◆ RECORDS FOR THIS EXERCISE:
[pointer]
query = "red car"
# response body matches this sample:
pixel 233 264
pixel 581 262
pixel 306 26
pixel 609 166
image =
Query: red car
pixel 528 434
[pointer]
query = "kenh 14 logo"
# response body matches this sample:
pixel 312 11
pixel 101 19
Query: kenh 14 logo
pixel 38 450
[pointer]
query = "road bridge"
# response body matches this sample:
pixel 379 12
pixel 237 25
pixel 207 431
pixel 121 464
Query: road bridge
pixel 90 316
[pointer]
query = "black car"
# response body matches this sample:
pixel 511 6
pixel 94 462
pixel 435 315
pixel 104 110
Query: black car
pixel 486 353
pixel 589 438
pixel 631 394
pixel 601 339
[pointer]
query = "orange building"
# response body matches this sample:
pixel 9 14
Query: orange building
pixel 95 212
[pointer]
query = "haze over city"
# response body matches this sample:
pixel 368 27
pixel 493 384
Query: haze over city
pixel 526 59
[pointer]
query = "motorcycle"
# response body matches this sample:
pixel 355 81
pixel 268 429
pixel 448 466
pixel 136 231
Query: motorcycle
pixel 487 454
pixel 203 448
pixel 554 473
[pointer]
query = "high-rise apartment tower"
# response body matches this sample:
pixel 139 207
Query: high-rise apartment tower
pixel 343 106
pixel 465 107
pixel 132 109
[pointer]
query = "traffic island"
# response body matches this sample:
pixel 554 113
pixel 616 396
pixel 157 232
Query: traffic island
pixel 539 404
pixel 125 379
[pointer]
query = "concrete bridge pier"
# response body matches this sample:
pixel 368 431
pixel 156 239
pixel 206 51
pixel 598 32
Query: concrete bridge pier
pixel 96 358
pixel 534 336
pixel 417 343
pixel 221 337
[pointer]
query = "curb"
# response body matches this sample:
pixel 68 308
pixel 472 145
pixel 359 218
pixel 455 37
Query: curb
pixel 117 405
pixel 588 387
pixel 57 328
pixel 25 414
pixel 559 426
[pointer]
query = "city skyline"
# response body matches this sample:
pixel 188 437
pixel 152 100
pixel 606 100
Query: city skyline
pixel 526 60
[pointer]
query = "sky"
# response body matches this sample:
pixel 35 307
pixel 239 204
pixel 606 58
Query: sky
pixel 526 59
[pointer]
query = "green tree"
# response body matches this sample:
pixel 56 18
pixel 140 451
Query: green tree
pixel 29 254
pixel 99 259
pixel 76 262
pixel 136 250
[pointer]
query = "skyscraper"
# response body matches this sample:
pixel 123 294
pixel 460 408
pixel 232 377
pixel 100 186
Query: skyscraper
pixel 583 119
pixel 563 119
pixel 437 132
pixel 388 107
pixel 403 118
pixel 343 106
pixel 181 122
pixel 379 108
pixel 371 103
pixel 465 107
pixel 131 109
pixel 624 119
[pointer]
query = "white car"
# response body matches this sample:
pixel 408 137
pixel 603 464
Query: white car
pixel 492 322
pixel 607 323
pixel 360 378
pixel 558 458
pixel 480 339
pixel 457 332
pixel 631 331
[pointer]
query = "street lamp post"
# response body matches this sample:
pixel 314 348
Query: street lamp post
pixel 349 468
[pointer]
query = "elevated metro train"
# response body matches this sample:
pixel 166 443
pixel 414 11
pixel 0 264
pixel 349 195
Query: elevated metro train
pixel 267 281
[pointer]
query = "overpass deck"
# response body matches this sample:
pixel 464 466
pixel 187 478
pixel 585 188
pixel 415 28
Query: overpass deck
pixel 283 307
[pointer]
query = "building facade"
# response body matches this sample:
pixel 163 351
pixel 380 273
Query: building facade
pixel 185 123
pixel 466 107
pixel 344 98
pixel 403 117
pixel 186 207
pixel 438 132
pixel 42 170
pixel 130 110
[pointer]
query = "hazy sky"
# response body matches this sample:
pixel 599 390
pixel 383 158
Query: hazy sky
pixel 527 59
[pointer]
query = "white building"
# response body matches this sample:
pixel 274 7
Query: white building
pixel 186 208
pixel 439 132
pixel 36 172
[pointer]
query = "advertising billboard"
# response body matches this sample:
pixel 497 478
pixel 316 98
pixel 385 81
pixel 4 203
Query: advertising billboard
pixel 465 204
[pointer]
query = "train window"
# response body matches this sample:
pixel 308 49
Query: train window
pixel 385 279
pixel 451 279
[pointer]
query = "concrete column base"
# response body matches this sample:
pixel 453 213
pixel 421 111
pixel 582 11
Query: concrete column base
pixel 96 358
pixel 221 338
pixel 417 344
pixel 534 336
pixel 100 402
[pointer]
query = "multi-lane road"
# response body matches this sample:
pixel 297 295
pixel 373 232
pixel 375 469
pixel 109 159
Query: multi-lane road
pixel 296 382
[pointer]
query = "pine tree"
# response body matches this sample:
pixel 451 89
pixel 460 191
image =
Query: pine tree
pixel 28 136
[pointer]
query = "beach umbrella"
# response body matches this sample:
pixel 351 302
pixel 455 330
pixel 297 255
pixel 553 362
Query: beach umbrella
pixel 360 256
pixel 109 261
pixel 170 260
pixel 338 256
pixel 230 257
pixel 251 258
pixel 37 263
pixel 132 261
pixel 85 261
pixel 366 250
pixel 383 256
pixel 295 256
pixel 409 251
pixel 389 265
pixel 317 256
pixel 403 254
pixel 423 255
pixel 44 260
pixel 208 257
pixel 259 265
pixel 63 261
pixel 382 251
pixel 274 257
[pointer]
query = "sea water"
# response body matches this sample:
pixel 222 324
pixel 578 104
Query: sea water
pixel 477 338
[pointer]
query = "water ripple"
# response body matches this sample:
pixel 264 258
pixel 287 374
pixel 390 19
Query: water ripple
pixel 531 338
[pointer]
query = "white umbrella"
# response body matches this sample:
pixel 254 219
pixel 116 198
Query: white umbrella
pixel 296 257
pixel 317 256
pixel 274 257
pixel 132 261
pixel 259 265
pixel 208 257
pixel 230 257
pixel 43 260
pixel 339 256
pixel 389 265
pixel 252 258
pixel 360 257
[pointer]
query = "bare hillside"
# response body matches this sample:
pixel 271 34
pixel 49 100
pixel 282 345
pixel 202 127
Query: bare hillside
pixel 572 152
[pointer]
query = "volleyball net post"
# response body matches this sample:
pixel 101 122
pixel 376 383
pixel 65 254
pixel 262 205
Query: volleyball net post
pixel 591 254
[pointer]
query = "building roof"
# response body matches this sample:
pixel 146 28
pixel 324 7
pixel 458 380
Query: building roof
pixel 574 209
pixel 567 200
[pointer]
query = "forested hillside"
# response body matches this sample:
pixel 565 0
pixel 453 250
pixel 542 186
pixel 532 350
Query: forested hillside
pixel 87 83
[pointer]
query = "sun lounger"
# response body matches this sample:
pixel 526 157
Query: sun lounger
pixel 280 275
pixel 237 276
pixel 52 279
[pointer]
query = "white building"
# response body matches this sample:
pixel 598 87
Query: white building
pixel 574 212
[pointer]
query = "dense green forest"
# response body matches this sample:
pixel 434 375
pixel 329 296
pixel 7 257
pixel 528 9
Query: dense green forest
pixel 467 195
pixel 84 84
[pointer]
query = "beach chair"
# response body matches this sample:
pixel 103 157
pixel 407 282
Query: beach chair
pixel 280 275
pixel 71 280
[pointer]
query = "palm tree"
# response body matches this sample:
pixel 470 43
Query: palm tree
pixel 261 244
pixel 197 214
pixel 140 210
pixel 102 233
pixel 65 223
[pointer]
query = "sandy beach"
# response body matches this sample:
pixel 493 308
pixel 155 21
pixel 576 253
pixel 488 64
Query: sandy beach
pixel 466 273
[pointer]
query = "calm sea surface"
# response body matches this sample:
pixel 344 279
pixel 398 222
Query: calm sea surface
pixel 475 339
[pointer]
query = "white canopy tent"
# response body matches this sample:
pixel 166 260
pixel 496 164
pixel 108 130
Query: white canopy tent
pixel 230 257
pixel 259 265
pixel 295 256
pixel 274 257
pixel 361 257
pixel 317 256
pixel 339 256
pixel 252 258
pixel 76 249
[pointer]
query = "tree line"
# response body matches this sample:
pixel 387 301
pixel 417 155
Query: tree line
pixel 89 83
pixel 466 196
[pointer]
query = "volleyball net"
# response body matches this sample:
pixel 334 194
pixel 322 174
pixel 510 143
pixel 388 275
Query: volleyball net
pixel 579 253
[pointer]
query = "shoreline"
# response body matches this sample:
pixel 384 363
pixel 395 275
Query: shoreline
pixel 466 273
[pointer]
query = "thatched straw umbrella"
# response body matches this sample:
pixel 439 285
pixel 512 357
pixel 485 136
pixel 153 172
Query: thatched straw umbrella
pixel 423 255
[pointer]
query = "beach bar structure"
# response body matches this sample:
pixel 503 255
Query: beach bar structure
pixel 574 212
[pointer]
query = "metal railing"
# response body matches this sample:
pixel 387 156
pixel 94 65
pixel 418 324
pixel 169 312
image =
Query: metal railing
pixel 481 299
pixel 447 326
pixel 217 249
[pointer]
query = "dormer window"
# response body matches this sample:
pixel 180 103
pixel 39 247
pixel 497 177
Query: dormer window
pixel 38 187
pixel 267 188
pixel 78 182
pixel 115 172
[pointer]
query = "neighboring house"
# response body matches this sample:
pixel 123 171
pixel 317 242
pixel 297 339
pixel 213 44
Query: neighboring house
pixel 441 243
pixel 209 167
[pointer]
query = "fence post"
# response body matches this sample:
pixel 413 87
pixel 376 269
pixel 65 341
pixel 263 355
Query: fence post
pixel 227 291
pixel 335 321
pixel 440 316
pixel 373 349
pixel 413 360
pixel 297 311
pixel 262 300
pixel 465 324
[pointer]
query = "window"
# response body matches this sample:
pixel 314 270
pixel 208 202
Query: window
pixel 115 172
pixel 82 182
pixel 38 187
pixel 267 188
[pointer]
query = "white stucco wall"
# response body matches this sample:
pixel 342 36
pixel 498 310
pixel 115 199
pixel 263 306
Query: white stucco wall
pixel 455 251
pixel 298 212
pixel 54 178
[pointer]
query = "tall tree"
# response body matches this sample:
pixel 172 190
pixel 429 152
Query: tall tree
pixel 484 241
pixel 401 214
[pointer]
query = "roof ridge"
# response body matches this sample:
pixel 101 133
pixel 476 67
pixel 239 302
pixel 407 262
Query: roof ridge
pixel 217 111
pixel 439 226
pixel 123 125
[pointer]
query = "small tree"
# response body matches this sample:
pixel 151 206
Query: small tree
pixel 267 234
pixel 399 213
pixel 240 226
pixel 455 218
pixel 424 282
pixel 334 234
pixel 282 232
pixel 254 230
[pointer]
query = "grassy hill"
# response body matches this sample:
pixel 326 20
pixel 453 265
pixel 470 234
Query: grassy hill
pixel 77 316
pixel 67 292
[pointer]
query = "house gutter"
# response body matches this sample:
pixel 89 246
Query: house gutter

◆ WHAT YOU HAVE TO DO:
Please go through the data and copy each line containing the word "gutter".

◆ ANSWER TO THIS EXERCISE:
query = "house gutter"
Query: house gutter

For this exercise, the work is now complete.